━━━━━ Source excerpt ━━━━━
Single by Cristy Lane

from the album I Have a Dream
- B-side: "Everything I Own"
- Released: March 1981
- Recorded: September 1980
- Studio: LSI Studio
- Genre: Country; country pop;
- Length: 3:20
- Label: Liberty
- Songwriter: David Heavener
- Producers: Jerry Gillespie; Don Grierson; Lee Stoller;

Cristy Lane singles chronology
| "I Have a Dream" (1980) | "Love to Love You" (1981) | "Cheatin' Is Still on My Mind" (1981) |

= Love to Love You (Cristy Lane song) =

"Love to Love You" is a song written by David Heavener that was originally recorded by American Christian and country singer Cristy Lane. In 1981, it was released as a single on Liberty Records and became a top 30 charting hit on the North American country charts. "Love to Love You" was released on Lane's corresponding album titled I Have a Dream.
━━━━━ Data shown ━━━━━
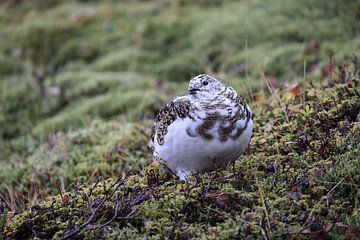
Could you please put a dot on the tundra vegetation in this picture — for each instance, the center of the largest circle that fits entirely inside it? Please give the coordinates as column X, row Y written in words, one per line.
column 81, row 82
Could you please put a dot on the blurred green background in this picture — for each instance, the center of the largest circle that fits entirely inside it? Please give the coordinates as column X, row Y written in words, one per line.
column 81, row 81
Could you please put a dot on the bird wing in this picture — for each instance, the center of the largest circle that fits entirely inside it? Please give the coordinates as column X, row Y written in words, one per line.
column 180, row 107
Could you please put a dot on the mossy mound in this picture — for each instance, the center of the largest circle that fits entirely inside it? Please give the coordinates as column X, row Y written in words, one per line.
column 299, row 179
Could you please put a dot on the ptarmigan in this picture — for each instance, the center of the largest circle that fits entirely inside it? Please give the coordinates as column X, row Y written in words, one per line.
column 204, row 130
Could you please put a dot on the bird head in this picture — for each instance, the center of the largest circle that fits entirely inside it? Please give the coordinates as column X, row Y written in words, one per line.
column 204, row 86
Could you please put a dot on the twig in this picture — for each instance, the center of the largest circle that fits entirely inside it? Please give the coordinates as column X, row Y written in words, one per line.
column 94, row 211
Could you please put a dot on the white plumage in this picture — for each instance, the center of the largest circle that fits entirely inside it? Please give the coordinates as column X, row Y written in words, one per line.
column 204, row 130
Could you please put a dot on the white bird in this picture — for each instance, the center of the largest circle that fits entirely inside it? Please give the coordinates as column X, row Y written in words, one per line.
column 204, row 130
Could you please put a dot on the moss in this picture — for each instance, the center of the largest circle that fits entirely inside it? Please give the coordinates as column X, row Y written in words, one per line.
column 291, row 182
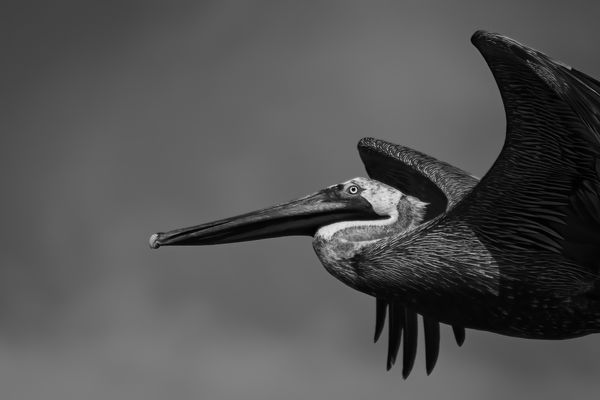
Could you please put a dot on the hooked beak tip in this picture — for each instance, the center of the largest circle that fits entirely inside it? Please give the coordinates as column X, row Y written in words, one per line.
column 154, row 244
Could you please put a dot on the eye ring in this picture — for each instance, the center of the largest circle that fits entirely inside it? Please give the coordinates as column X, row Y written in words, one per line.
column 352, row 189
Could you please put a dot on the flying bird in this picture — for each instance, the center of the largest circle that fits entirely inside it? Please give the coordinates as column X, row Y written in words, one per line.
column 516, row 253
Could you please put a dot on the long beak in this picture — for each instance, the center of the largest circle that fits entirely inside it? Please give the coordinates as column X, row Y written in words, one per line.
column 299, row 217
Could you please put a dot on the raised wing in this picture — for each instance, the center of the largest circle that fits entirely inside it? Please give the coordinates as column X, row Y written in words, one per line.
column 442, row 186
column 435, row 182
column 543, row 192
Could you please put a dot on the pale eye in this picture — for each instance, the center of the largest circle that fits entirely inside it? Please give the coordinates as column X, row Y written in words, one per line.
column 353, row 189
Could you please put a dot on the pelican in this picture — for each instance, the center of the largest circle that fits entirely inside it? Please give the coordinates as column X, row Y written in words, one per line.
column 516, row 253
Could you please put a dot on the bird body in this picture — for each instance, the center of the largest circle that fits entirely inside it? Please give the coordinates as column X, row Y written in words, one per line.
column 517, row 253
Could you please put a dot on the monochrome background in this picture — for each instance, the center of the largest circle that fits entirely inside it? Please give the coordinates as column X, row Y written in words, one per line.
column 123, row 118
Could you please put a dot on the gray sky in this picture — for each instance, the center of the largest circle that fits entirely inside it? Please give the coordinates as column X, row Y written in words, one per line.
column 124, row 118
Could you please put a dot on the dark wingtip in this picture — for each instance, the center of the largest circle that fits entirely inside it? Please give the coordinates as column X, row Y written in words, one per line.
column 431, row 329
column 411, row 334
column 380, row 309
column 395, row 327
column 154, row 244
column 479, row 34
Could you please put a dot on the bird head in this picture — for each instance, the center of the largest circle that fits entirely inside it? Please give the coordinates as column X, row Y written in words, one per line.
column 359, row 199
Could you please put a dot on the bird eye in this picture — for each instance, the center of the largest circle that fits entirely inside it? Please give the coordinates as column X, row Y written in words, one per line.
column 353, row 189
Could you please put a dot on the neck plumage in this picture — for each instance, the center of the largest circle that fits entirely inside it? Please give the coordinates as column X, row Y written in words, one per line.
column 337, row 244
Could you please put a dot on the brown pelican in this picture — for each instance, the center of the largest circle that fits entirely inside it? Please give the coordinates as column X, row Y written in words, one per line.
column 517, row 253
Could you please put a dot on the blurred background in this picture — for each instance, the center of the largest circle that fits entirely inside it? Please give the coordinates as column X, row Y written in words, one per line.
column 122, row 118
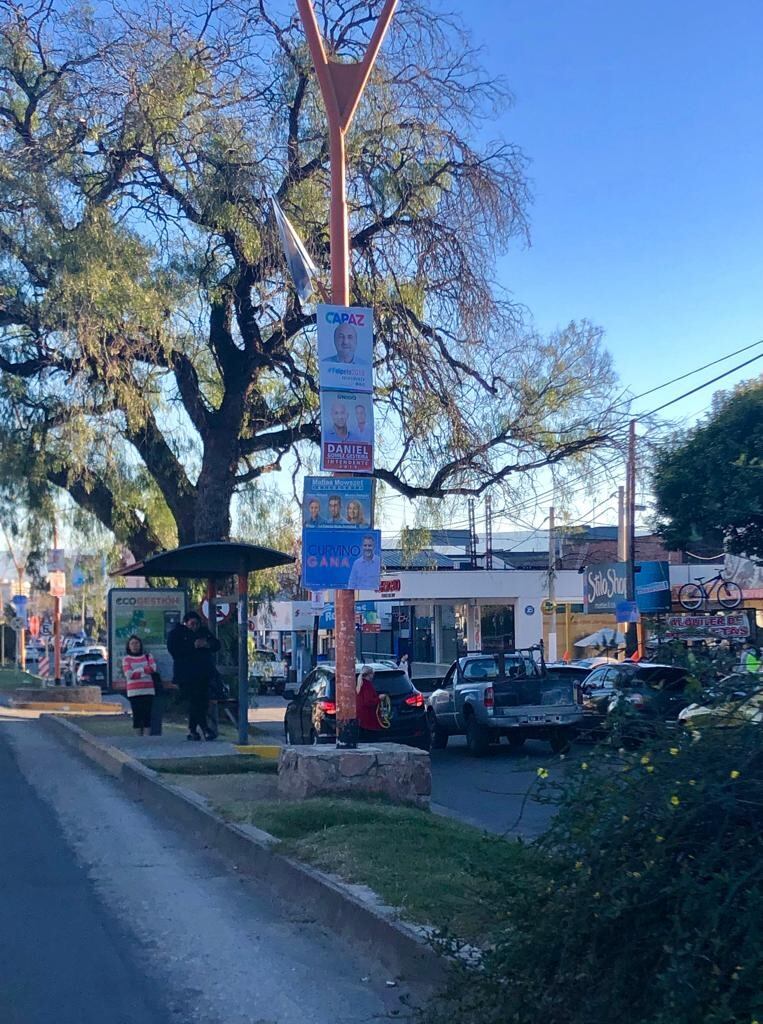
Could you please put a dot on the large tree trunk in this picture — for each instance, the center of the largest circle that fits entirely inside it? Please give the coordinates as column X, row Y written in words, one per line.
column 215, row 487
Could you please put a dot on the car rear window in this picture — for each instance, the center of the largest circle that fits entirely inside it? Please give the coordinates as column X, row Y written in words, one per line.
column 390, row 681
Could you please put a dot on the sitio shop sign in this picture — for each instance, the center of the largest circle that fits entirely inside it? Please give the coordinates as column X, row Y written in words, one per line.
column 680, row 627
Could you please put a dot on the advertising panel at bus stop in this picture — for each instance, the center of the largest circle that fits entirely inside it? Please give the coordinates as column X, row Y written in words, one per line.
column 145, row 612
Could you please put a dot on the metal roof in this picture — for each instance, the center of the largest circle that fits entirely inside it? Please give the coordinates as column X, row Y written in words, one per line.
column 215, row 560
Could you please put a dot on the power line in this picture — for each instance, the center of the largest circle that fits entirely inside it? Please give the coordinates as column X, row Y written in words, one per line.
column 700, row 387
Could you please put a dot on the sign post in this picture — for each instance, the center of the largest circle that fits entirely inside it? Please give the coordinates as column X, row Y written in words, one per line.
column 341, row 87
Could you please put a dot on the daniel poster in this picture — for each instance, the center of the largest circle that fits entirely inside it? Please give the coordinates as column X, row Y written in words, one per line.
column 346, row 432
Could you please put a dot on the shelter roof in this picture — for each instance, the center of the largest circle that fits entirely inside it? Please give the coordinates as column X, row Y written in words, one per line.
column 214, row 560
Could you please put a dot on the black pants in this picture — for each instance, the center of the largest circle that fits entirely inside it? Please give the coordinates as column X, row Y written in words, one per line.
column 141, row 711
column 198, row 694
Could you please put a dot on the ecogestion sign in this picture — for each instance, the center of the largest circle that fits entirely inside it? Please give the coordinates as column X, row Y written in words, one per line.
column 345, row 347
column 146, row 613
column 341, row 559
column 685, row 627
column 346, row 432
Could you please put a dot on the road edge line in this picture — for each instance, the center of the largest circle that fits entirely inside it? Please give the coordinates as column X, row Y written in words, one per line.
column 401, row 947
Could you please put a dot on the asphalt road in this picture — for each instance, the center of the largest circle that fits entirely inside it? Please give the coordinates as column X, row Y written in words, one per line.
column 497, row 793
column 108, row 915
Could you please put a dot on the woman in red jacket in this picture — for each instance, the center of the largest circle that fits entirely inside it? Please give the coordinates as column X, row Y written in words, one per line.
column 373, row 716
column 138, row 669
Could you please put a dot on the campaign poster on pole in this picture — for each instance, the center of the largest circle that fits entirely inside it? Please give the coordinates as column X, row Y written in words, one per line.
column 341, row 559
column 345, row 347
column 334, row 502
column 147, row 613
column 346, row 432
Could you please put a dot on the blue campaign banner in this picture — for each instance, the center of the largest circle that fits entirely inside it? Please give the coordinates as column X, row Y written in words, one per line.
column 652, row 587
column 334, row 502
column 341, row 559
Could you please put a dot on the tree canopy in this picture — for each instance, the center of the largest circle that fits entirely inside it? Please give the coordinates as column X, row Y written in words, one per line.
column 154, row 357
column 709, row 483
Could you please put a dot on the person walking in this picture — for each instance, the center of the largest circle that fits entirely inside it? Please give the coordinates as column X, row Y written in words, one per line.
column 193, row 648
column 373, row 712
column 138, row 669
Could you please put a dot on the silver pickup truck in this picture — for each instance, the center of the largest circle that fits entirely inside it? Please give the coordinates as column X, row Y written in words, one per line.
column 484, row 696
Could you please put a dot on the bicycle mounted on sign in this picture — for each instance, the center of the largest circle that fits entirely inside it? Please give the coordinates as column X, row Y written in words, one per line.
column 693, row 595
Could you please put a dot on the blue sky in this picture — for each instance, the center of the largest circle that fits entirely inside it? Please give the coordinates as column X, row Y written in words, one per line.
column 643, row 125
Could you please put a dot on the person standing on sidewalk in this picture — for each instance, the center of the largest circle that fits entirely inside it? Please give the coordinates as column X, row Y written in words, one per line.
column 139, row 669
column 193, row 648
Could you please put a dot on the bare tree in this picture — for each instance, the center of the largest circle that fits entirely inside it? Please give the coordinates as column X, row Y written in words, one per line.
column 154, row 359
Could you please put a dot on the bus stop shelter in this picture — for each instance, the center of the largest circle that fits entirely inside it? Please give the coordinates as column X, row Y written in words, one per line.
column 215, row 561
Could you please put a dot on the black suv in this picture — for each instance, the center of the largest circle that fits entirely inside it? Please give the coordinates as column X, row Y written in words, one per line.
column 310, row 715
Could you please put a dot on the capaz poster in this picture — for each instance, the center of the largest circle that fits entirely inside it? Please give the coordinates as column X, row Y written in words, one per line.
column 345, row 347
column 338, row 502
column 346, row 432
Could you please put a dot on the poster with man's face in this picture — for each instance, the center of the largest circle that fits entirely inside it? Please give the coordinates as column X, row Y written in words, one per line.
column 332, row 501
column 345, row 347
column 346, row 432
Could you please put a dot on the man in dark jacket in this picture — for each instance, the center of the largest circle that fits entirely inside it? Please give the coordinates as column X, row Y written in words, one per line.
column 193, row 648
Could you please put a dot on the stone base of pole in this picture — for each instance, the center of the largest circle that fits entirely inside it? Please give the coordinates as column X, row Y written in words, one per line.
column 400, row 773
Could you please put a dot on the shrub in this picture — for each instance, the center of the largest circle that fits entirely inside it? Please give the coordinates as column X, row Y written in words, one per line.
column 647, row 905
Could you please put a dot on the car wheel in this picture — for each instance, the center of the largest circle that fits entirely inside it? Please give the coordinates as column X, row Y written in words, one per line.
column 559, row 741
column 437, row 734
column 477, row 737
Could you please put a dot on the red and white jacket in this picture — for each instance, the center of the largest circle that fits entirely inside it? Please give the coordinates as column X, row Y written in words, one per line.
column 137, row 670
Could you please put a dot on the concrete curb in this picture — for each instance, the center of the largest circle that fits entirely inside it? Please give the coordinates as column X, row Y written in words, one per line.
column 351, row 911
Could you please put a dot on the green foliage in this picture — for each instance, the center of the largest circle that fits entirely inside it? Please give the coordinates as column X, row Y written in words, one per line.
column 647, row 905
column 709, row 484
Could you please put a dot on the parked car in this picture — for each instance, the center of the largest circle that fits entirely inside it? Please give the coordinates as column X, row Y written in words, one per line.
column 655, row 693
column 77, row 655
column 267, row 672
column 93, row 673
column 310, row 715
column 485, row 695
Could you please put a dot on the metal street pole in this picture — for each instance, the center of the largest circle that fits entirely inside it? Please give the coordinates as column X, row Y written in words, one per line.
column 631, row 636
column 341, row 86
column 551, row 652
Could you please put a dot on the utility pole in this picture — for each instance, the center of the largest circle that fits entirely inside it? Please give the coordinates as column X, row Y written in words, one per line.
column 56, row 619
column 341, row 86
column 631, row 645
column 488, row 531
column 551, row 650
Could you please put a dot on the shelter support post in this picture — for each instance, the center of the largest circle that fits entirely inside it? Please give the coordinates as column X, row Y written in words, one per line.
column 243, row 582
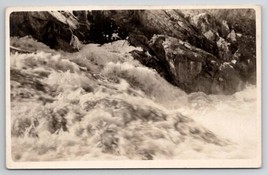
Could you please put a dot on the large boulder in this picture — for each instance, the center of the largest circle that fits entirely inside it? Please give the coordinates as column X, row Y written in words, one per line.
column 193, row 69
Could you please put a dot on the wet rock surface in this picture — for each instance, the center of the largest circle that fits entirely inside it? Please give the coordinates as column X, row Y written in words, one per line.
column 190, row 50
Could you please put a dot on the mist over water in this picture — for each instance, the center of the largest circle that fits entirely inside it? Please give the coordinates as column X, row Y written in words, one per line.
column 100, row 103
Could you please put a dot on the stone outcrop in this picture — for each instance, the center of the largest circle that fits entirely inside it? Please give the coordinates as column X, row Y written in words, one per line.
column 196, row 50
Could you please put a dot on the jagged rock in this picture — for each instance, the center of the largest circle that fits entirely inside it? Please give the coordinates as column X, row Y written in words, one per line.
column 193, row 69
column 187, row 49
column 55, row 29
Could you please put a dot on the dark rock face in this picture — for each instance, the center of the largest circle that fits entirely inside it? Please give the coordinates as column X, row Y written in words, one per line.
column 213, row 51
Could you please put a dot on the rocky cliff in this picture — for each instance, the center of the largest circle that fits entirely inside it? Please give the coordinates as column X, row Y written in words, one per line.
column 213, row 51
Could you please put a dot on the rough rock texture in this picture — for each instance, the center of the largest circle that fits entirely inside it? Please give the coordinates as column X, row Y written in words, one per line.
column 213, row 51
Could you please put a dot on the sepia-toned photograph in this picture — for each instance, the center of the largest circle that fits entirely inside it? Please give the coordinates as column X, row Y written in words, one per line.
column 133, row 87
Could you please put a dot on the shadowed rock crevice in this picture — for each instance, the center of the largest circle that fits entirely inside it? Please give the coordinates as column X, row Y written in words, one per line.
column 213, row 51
━━━━━
_Required work_:
**A)** Edit the records starting at the line containing "Could you please put a dot on the rough" and ending at the end of the records: write that stretch out again with "shadowed rock crevice" changed to "dark rock crack" and everything else left as it is. Give only those lines.
**B)** Resume the article about the Cristy Lane song "Love to Love You" right after its last sentence.

_The results_:
**A)**
Could you please put a dot on the rough rock texture in this picture — for each instance, the center of the largest circle that fits entirely inside it? Please give the coordinates as column X, row Y written in words, one per line.
column 213, row 51
Could you please put a dot on the sepia-toned photograph in this picture — for each instance, the center of the largest circle that fits entirely inside it? Please give the coordinates as column X, row Y written in words, one per line.
column 133, row 87
Could you please put a dot on the dark rock crack in this picture — for each instance, the center of the largest circle that fits entirely inside it? Please give the coordinates as column X, row Y written in words, one per line.
column 213, row 51

**B)**
==Background, recording and chart performance==
By 1980, Cristy Lane had reached commercial success in the country music field with several top ten hits and the number one single "One Day at a Time". Lane recorded several singles in the years that followed for Liberty Records, including "Love to Love You". The song was composed by David Heavener. She recorded the track at LSI Studios, located in Nashville, Tennessee. Taking place in September 1980, the session was produced by Jerry Gillespie, along with assistance from Don Grierson and Lane's husband (and manager) Lee Stoller.

"Love to Love You" was first released on Lane's sixth studio album titled I Have a Dream. The project was issued in February 1981 on Liberty Records. In March 1981, "Love to Love You" was issued as the album's second single, also on the Liberty label. It was Lane's second single release with Liberty. The song became her first single since 1977 to miss the top 20 on the Billboard Hot Country Songs chart, peaking at number 21 in 1981. The song also climbed to number 44 on the Canadian RPM Country Songs chart.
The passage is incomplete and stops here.